Data records:
<<<<
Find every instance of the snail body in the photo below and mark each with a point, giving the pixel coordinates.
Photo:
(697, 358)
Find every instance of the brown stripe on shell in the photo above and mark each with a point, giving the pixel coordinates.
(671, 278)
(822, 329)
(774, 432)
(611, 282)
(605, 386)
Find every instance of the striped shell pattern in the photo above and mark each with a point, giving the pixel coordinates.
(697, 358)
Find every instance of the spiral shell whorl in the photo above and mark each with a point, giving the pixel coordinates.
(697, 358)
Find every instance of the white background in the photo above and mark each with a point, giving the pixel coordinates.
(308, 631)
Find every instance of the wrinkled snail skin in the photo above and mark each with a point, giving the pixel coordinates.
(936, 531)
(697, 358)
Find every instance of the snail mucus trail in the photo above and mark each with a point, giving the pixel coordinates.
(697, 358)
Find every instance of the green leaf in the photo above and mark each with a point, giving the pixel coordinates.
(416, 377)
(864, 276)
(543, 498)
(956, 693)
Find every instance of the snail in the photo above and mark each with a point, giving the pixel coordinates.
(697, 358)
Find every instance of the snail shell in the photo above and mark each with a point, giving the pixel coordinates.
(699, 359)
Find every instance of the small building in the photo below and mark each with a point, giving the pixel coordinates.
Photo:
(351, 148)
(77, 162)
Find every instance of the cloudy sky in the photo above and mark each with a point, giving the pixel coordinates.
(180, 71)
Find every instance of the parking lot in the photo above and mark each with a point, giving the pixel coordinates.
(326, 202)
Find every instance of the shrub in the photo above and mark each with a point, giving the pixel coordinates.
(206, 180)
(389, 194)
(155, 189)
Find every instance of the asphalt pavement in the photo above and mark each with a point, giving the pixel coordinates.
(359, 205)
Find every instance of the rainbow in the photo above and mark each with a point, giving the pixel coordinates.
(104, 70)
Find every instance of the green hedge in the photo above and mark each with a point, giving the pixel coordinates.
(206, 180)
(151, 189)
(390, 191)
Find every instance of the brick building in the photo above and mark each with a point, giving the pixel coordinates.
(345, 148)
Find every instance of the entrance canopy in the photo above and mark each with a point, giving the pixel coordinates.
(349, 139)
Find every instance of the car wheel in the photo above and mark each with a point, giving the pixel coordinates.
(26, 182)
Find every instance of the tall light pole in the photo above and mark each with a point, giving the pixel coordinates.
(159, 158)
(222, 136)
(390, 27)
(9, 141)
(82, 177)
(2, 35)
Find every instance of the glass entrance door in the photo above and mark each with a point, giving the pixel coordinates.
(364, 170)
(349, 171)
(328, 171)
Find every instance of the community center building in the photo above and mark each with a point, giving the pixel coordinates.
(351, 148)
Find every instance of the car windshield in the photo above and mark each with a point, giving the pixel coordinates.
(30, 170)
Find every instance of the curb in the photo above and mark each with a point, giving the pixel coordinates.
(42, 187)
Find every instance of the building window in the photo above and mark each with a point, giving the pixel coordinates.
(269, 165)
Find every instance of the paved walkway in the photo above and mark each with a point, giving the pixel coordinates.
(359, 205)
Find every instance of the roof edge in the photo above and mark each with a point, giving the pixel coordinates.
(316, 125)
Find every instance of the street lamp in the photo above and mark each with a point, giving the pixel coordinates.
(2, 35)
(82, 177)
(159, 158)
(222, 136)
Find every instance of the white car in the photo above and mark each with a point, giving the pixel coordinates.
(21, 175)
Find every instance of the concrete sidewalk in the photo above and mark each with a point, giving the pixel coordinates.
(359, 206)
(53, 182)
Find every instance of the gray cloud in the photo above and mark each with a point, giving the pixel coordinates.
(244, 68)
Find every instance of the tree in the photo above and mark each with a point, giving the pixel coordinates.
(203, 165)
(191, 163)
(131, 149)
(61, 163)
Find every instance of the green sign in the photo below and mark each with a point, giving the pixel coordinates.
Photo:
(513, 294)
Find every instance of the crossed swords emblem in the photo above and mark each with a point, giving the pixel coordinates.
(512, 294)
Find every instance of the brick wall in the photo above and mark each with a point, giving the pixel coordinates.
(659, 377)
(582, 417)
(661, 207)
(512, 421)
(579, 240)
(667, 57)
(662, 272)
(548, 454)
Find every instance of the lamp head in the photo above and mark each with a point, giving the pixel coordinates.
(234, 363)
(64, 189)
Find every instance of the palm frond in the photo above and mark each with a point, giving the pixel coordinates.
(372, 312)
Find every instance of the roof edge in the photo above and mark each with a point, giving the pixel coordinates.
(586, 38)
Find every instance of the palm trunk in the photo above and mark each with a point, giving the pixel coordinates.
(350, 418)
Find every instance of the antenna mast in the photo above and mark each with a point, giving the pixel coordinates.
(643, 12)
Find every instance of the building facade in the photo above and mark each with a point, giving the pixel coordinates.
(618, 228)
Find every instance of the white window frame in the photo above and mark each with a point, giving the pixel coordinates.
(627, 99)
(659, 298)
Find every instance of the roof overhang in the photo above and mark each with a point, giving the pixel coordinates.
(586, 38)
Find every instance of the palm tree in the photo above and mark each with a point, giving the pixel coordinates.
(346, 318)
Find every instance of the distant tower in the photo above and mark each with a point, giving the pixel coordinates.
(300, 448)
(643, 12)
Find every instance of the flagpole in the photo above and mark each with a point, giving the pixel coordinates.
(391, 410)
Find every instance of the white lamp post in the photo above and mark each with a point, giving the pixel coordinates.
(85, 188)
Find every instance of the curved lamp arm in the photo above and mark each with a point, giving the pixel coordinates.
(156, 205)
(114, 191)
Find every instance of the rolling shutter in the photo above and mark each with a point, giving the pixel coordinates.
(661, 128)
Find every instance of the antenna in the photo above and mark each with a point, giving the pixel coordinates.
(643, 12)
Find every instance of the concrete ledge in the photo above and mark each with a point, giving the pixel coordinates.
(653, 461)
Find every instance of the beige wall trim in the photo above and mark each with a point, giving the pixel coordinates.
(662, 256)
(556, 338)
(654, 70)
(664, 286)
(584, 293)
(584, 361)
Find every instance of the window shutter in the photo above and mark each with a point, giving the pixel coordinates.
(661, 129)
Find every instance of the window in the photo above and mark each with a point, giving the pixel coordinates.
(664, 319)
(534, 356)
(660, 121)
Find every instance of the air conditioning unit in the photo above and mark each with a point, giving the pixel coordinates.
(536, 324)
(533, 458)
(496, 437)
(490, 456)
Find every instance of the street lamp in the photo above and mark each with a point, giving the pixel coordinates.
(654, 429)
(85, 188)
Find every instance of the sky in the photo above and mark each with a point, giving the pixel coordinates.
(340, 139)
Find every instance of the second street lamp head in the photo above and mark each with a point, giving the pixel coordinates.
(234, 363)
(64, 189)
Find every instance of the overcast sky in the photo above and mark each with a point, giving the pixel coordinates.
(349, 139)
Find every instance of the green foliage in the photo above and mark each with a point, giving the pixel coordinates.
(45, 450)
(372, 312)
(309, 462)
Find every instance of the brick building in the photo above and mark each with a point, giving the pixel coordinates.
>>>>
PROBLEM DESCRIPTION →
Nothing may be left out: return each entry exactly as it reads.

RESULT OF THIS TASK →
Find every instance of the snail body in the photo below and mark each with a point, giving the pixel coordinates.
Photo:
(697, 358)
Find every instance of the brown stripe on shell in the photo above and mark each with a point, giving the pixel coordinates.
(671, 278)
(822, 329)
(774, 432)
(611, 282)
(605, 386)
Find every instance of the striped shell pattern in the photo above and mark each with a point, giving the pixel coordinates.
(697, 358)
Find every instance of the spiral shell whorl in the photo above and mark each with a point, giving the pixel coordinates.
(697, 358)
Find every instance of the white background in the photo above and mark each with a point, giving the pixel coordinates.
(308, 631)
Find every instance of the wrinkled snail skin in the photo above and mark each with a point, giving the pixel coordinates.
(936, 531)
(697, 358)
Find every instance of the snail mucus trail in the photo above and mark each with a point, giving the pixel coordinates.
(697, 358)
Find every instance of the green leaf in the photo above and mark each with a point, giving the pixel coordinates.
(416, 377)
(864, 276)
(543, 498)
(956, 693)
Find every instance of the snail in the photo above and mark each with a point, giving the pixel coordinates.
(697, 358)
Find every instance of the snail shell in the photo above and mark each with a point, giving the pixel coordinates.
(699, 359)
Find every instance of the small building in the photo below and mark each with a point, giving the pixel coordinates.
Photo:
(351, 148)
(77, 162)
Find every instance of the cloudy sky in the photo above and mark each with a point, giving the pixel coordinates.
(180, 71)
Find every instance of the parking lot in the photo above and mark each with a point, giving the pixel coordinates.
(326, 202)
Find every instance of the shrub in the photo above and mark each with a point, giving the pixel coordinates.
(206, 180)
(389, 194)
(155, 189)
Find every instance of the asphalt pavement in the photo above and mark each with a point, giving the pixel coordinates.
(359, 205)
Find every instance of the rainbow in the photo above and mark each with a point, giving the pixel coordinates.
(104, 70)
Find every instance of the green hedge in the photo above and mark each with a point, giving the pixel coordinates.
(206, 180)
(151, 189)
(390, 191)
Find every instance of the brick building in the photo above and mark each with a point, giving the pixel coordinates.
(345, 148)
Find every instance of the entrance canopy in the photo above and mark each with a point, giving the pixel coordinates.
(349, 139)
Find every instance of the car wheel in the photo above and mark each with a point, giving the pixel coordinates.
(26, 182)
Find every instance of the tall light pole in the photo above and mark each with a point, giving the pixel coordinates.
(159, 158)
(222, 136)
(390, 27)
(9, 141)
(82, 177)
(2, 35)
Find every instance of the glass entrance door in the photo above and mark each with a point, giving the pixel coordinates.
(364, 170)
(349, 171)
(328, 171)
Find every instance of the community center building in the photo above and mark each with a point, giving the pixel coordinates.
(351, 148)
Find every instance of the car windshield in the photo above and mark each with a point, giving the pixel coordinates.
(30, 170)
Find every instance of the curb in the photo above and mark each with a point, giving the pixel coordinates.
(42, 187)
Find every instance of the building window in the photo above and mark each with a point, giving the pixel coordinates.
(269, 165)
Find every instance of the paved walkway in the photo above and mark each with a point, giving the pixel coordinates.
(359, 205)
Find every instance of the roof edge in the photo above and mark each with a point, giving the pixel coordinates.
(316, 125)
Find every instance of the street lamp in the photo above and mark each with a point, giving the pixel coordinates.
(2, 35)
(82, 177)
(159, 158)
(222, 136)
Find every instance of the white car in the photo above and mark each with a point, giving the pixel coordinates.
(21, 175)
Find every instance of the concrete sidewalk in the photo above and mark each with a point, giving the pixel coordinates.
(359, 206)
(53, 182)
Find every instance of the gray cloud in the photo above and mark each with a point, giving the pixel coordinates.
(244, 68)
Find every instance of the tree in the photo above and mark each with a point, giving the pixel coordinates.
(203, 165)
(191, 163)
(131, 149)
(61, 163)
Find every instance of the green sign in the photo below and mark each with a point, giving the pixel coordinates.
Photo:
(513, 294)
Find every instance of the crossed swords emblem in the photo above and mark each with a point, giving the pixel coordinates.
(512, 294)
Find every instance of the brick wall in the photo above and mark each with a point, giving the pixel coordinates.
(659, 377)
(582, 417)
(661, 207)
(512, 421)
(579, 240)
(667, 57)
(662, 272)
(548, 454)
Find every instance of the lamp head in the photo above and mark each with a point, giving the pixel coordinates.
(234, 363)
(64, 189)
Find every instance of the palm frond in the photo above and mark each with a point, giving the pixel coordinates.
(372, 312)
Find every instance of the roof edge in the photo above and mark each with a point, giving the pixel coordinates.
(586, 38)
Find every instance of the palm trunk in the photo above and mark each with a point, giving the pixel coordinates.
(350, 418)
Find every instance of the antenna mast in the photo above and mark each with a point, giving the pixel coordinates.
(643, 12)
Find every instance of the building facade in the photo above and mark each with a point, giving the pixel coordinates.
(618, 228)
Find every instance of the white window frame in the photo above and mark each with a point, giving the pixel coordinates.
(627, 99)
(659, 298)
Find every instance of the roof overhang in the photo above and mark each with a point, giving the pixel coordinates.
(586, 38)
Find every instance of the palm tree in the photo above and mark each with a point, giving the pixel coordinates.
(346, 318)
Find every instance of the distant tower in the photo above and mark each with a point, giving the pixel coordinates.
(300, 448)
(643, 12)
Find every instance of the flagpole in the photo above and mark each with a point, giving the pixel coordinates.
(391, 410)
Find every instance of the white lamp post in the photo above and mark each with a point, giving the pixel coordinates.
(85, 188)
Find every instance of the curved lamp arm in the photo above and mark each with a point, giving the pixel coordinates.
(156, 205)
(114, 191)
Find every instance of the rolling shutter in the photo above and mark each with a point, giving the pixel coordinates.
(661, 128)
Find every instance of the antenna in the photo above and mark each with a point, giving the pixel coordinates.
(643, 12)
Find every instance of the concrete ledge in the photo above and mark each with a point, giving the pixel coordinates.
(653, 461)
Find every instance of the beige wall trim in the photo above and mark each with a point, giving the pixel coordinates.
(662, 256)
(556, 338)
(654, 70)
(664, 286)
(584, 293)
(584, 361)
Find every instance of the window shutter in the photo above and mark each with a point, giving the pixel coordinates.
(661, 129)
Find every instance of the window in the photo above and mark each with a point, giving the pixel coordinates.
(664, 319)
(534, 356)
(660, 121)
Find every instance of the air conditioning unit in the photo above and mark each with a point, giving the pixel coordinates.
(536, 324)
(533, 458)
(496, 437)
(490, 456)
Find every instance of the street lamp in the photo above and mark each with a point, giving the pixel coordinates.
(654, 429)
(85, 188)
Find every instance of the sky in the photo above and mark each with a point, giving the pixel coordinates.
(340, 139)
Find every instance of the second street lamp head in the photo above and mark each with a point, giving the pixel coordinates.
(234, 363)
(64, 189)
Find every instance of the overcast sky in the photo above and mark each with a point, giving the pixel coordinates.
(349, 139)
Find every instance of the green foliage in the photo above and mark each with a point, giving the pixel coordinates.
(45, 450)
(372, 312)
(309, 462)
Find every instance of the brick building in the photo above and mark each with a point, giving the pixel coordinates.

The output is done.